— What is needed —
Write each entry out again exactly, with nothing omitted.

— Material shown —
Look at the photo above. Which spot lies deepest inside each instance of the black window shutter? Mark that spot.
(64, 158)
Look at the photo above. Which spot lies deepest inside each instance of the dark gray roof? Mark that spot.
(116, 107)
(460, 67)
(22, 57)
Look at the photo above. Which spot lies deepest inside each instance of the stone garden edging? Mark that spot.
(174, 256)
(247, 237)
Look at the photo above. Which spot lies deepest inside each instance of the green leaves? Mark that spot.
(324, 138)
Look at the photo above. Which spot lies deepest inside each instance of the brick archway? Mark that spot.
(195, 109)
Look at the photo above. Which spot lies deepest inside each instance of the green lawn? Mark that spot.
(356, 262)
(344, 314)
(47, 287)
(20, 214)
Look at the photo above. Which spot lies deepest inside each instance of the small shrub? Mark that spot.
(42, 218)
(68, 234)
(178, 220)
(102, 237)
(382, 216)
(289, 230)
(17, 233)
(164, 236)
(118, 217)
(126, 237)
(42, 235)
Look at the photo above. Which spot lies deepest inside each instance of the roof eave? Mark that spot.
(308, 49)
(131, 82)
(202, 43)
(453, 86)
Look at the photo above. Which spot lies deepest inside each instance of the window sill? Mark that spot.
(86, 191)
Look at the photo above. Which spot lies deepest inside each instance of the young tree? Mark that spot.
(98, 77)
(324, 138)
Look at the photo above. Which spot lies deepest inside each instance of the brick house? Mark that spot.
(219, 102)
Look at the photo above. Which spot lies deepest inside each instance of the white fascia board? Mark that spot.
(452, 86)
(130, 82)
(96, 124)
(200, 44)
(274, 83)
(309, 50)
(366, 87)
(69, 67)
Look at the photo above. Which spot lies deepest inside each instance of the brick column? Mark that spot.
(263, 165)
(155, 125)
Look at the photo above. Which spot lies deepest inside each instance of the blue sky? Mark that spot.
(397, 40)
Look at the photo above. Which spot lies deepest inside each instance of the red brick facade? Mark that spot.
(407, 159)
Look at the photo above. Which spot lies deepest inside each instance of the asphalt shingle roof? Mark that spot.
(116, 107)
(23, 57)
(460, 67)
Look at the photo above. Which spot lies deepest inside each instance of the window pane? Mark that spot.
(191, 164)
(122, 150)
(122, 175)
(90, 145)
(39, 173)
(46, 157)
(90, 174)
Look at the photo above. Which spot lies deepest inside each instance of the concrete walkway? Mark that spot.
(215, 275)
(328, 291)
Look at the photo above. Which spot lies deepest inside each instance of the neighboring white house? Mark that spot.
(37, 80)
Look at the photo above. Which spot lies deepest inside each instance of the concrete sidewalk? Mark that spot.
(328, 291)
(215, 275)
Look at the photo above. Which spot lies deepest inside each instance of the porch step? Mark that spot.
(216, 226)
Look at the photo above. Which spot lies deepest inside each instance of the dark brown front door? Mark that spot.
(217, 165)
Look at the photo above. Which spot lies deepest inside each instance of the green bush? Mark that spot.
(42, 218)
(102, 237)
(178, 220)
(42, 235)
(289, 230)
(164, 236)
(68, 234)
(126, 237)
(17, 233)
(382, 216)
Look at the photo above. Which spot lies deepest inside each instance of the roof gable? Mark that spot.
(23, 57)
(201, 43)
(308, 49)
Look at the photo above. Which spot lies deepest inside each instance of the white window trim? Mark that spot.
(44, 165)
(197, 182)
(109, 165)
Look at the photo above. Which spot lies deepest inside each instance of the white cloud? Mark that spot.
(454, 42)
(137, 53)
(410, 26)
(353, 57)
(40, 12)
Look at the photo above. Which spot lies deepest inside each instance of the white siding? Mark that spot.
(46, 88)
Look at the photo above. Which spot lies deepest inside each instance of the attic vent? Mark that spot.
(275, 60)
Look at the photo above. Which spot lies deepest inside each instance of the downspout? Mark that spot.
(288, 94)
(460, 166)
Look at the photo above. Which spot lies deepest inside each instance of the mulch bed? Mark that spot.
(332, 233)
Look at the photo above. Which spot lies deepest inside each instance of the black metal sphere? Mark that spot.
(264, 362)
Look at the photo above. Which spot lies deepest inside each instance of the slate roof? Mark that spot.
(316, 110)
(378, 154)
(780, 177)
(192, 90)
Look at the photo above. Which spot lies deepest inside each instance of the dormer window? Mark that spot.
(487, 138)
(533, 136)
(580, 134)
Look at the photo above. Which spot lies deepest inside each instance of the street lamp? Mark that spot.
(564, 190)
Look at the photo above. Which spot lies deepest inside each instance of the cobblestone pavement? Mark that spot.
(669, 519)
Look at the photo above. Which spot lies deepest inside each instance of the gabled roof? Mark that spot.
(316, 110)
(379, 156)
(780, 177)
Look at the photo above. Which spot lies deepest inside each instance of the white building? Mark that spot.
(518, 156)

— Exercise response —
Look at the photo above. Which spot lies deepest inside each instance of the black window shutter? Mark that spot.
(64, 158)
Look at the photo above. Which spot lies deepest inside each instance of the dark gray roof? Mark that spot.
(116, 107)
(460, 67)
(22, 57)
Look at the photo above. Which spot lies deepest inside each instance of the stone garden edging? Mark that spot.
(174, 256)
(247, 237)
Look at the photo above. Which spot lies deepest inside each instance of the green leaves? Mark that spot.
(324, 138)
Look at the photo above. Which spot lies deepest inside each instance of the brick archway? Mark that spot.
(195, 109)
Look at the photo above. Which spot lies deepest inside each instance of the green lawn? Mark that spot.
(356, 262)
(344, 314)
(47, 287)
(20, 214)
Look at the photo above. Which spot lies deepest inside each instance of the small shrub? Mark that spot.
(42, 218)
(68, 234)
(178, 220)
(102, 237)
(382, 216)
(289, 230)
(17, 233)
(164, 236)
(118, 217)
(126, 237)
(42, 235)
Look at the photo above. Which spot lies deepest inside each instance of the roof eave? Mark that spot.
(308, 49)
(131, 82)
(202, 43)
(453, 86)
Look at the photo above. Which spot lies deepest inside each instance of the window sill? Mark that spot.
(86, 191)
Look at the photo above. Which spot lies deepest inside each instance of the young tree? Mark that spot.
(98, 77)
(324, 138)
Look at the photo above. Which spot lies deepest inside each instance of the brick house? Mark that spot.
(219, 102)
Look at the photo above. Which spot lies deepest inside each instance of the white fascia board? Mark that spot.
(452, 86)
(130, 82)
(96, 124)
(200, 44)
(274, 83)
(309, 50)
(366, 87)
(69, 67)
Look at the photo above. Which spot lies deepest inside each instance of the brick column? Mark that spot.
(263, 165)
(155, 125)
Look at the photo above. Which spot lies deepest inside each instance of the blue sky? Mark that spot.
(397, 40)
Look at the photo above. Which spot lies deepest inside each instance of the red brick facade? Mark that spot.
(407, 159)
Look at the photo above. Which spot lies deepest inside each instance of the asphalt shingle roof? Mark that spot.
(116, 107)
(23, 57)
(460, 67)
Look at the photo above. Which spot lies deepest inside each instance of the window pane? Mark that spot.
(191, 164)
(122, 150)
(122, 175)
(90, 145)
(39, 173)
(46, 157)
(90, 174)
Look at the photo above. Which spot lies deepest inside each instance of the concrete walkway? Mark that spot.
(215, 275)
(328, 291)
Look at the photo above. Which spot lies deepest inside each instance of the neighboring white house? Mark that spot.
(37, 80)
Look at the photo above. Which spot lies deepest inside each instance of the concrete sidewalk? Mark that spot.
(328, 291)
(215, 275)
Look at the photo above. Which spot lies deepest inside each instance of the porch step? Mark that spot.
(216, 226)
Look at the photo above. Which spot lies deepest inside each instance of the dark brown front door? Mark that spot.
(217, 165)
Look at the photo above. Which spot lies deepest inside each instance of the green bush? Mark that spot.
(42, 218)
(102, 237)
(178, 220)
(42, 235)
(289, 230)
(164, 236)
(68, 234)
(126, 237)
(17, 233)
(382, 216)
Look at the photo above. Which spot lies deepest inside each instance of the roof gable? Mark that spot.
(23, 57)
(201, 43)
(308, 49)
Look at the photo above. Which spot lies deepest inside each instance of the white window trim? Mark that spot.
(44, 165)
(197, 182)
(109, 165)
Look at the photo above. Which spot lies deepest inside each instance of the white cloud? Mark that spot.
(454, 42)
(137, 53)
(410, 26)
(353, 57)
(40, 12)
Look at the photo above. Which spot lies deepest inside each instance of the white siding? Mark that spot.
(46, 88)
Look at the photo above. Which spot lies deepest inside each instance of the attic vent? Mark that spot.
(275, 60)
Look at the photo above. Which spot lies deepest inside each instance of the downspout? Mark that spot.
(288, 94)
(460, 166)
Look at the photo above. Which spot lies deepest inside each instance of the mulch bed? Mark that spot.
(332, 233)
Look at the photo above. Which spot lies deepest inside each instance of the black metal sphere? Mark that spot.
(264, 362)
Look at the photo above. Which spot lies deepest inside each instance of the slate roof? Mark that spot.
(316, 110)
(378, 154)
(780, 177)
(192, 90)
Look at the photo above. Which spot lies deepest inside each instance of the dormer window? Mark that spot.
(487, 138)
(533, 136)
(580, 134)
Look at the photo above. Which spot lies deepest inside each instance of the street lamp? Mark that spot.
(564, 190)
Look at the photo above. Which spot lies deepest inside each instance of the cobblestone pavement? Mark that spot.
(669, 519)
Look at the photo above. Which spot lies deepest inside each instance of the gabled roof? Mark that spot.
(316, 110)
(379, 156)
(780, 177)
Look at the photo above. Which spot lies deepest inside each instance of the white building? Mark that spot.
(518, 156)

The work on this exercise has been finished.